▶ **Given instruction**: Rewrite the material from the line containing "of the black" through the last line, replacing "nape feather" with "crest feather" and leaving everything else unchanged.
━━━━━━
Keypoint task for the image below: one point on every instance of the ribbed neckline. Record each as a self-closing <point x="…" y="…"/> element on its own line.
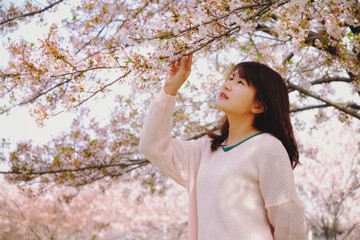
<point x="228" y="148"/>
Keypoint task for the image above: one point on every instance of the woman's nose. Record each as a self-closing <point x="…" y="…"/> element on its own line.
<point x="227" y="86"/>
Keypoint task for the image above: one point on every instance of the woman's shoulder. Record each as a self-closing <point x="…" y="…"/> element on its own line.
<point x="269" y="144"/>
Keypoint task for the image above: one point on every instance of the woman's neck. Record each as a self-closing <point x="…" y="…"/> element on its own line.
<point x="240" y="128"/>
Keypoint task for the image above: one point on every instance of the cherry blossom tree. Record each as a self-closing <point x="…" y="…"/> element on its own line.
<point x="123" y="211"/>
<point x="96" y="48"/>
<point x="329" y="181"/>
<point x="99" y="45"/>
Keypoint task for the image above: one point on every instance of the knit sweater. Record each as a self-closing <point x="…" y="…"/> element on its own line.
<point x="246" y="193"/>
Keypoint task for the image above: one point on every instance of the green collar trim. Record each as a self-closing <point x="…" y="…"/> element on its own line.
<point x="228" y="148"/>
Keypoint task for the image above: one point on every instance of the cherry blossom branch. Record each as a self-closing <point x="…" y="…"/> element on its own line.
<point x="79" y="169"/>
<point x="343" y="108"/>
<point x="300" y="109"/>
<point x="30" y="13"/>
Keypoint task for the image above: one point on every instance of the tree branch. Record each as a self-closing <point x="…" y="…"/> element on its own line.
<point x="343" y="108"/>
<point x="90" y="167"/>
<point x="30" y="13"/>
<point x="299" y="109"/>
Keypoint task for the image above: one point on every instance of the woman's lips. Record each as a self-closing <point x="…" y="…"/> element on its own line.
<point x="223" y="95"/>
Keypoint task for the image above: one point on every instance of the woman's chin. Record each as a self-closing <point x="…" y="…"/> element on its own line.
<point x="219" y="105"/>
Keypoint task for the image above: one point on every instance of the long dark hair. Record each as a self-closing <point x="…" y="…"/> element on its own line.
<point x="272" y="93"/>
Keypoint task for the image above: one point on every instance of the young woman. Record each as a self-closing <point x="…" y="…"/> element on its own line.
<point x="240" y="180"/>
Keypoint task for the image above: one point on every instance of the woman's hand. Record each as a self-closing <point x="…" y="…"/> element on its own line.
<point x="177" y="74"/>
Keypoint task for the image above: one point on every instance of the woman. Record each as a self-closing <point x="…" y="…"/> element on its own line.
<point x="240" y="181"/>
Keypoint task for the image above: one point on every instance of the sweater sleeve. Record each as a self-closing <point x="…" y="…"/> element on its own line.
<point x="284" y="208"/>
<point x="173" y="157"/>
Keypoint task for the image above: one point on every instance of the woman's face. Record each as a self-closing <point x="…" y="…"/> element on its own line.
<point x="237" y="96"/>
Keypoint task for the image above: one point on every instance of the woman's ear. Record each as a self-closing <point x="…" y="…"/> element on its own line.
<point x="258" y="108"/>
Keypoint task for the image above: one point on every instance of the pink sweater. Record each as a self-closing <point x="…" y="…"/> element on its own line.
<point x="246" y="193"/>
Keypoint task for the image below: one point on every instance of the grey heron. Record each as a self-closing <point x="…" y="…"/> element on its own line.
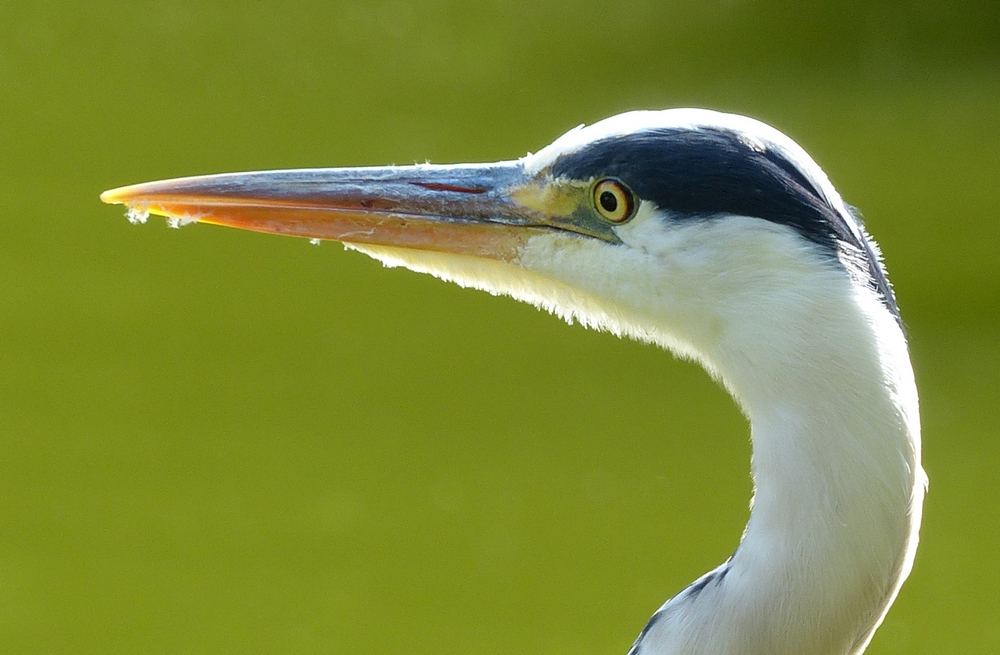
<point x="714" y="236"/>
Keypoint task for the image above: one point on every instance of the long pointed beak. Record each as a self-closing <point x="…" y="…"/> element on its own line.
<point x="475" y="209"/>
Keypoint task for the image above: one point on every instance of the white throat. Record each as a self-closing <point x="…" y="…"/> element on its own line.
<point x="821" y="370"/>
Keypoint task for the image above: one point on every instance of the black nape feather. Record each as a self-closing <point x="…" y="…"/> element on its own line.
<point x="708" y="171"/>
━━━━━━
▶ **Correct response**:
Keypoint task for the image above: one point on every instance of the black crest feather. Record each as a self-closing <point x="…" y="…"/> element on its own line.
<point x="708" y="171"/>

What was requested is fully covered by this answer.